• _WHAT TO WORK ON_
Reproduce, character for character, the part of the data below that opens with the line containing "the brown hill" and closes with the line containing "the white pickup", including both of those lines.

• _DATA ENTRIES_
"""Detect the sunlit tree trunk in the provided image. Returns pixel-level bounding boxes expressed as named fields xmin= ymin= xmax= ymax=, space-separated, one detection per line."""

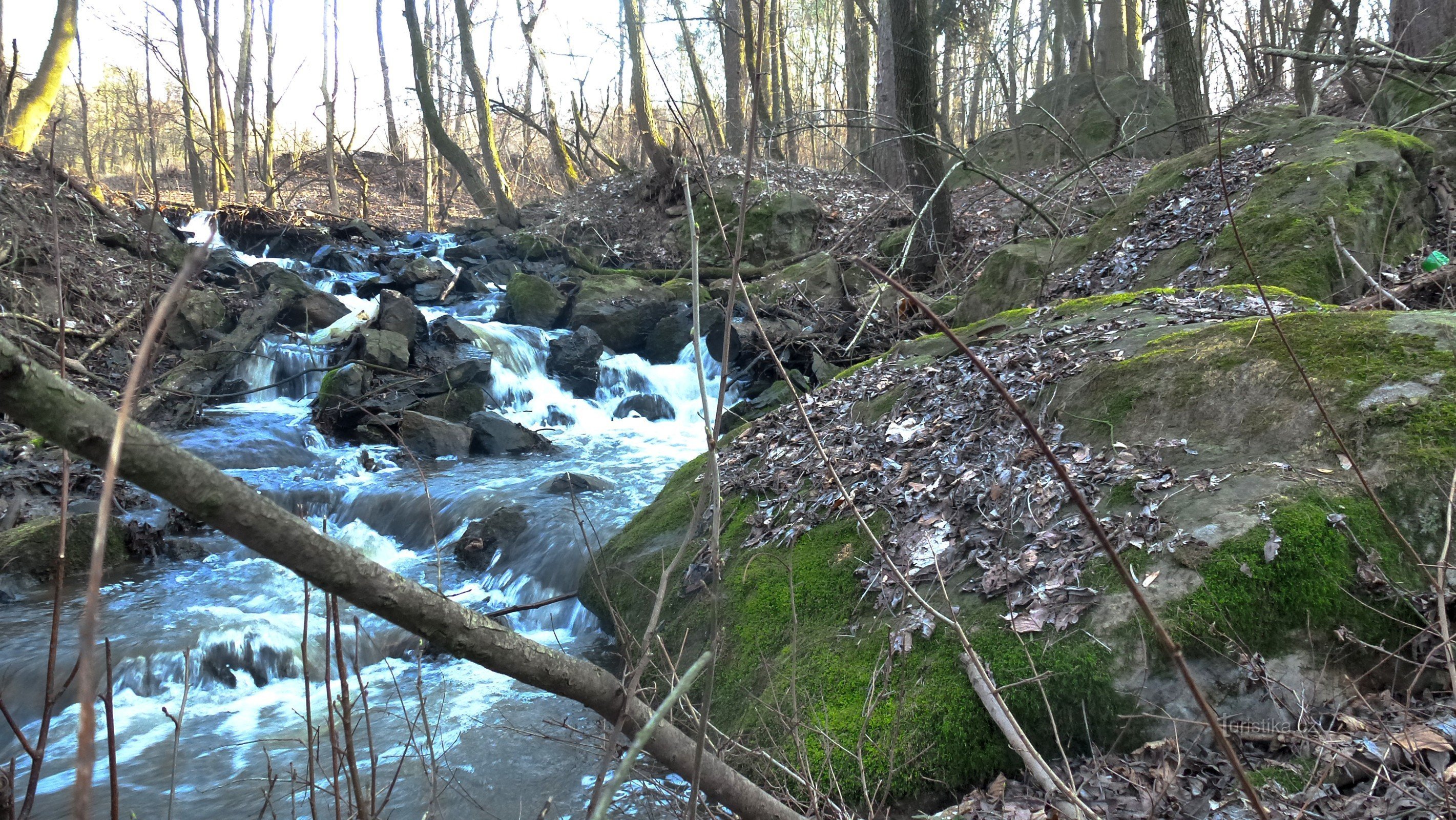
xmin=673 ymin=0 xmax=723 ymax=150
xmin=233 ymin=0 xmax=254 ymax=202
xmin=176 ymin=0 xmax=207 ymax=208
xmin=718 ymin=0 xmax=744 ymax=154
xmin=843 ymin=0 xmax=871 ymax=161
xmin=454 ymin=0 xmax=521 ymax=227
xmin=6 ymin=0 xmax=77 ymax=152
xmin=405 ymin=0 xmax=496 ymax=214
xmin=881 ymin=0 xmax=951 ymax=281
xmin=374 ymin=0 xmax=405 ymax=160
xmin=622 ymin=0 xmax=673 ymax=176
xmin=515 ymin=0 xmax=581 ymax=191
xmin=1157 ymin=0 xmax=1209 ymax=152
==
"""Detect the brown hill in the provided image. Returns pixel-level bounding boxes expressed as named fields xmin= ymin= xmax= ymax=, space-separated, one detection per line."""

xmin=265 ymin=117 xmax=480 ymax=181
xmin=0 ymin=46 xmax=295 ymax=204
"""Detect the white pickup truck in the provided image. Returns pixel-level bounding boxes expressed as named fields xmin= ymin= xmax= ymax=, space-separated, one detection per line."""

• _OUTPUT BELOW_
"""Detect the brown hill in the provided image. Returns pixel-level bounding boxes expressed as named fields xmin= ymin= xmax= ymax=, space-separated, one detection per line."""

xmin=265 ymin=117 xmax=480 ymax=181
xmin=0 ymin=46 xmax=295 ymax=204
"""Detect the white pickup truck in the provided image. Returns pixel-level bounding boxes expressed as named fields xmin= ymin= xmax= ymax=, space-separated, one detection per line."""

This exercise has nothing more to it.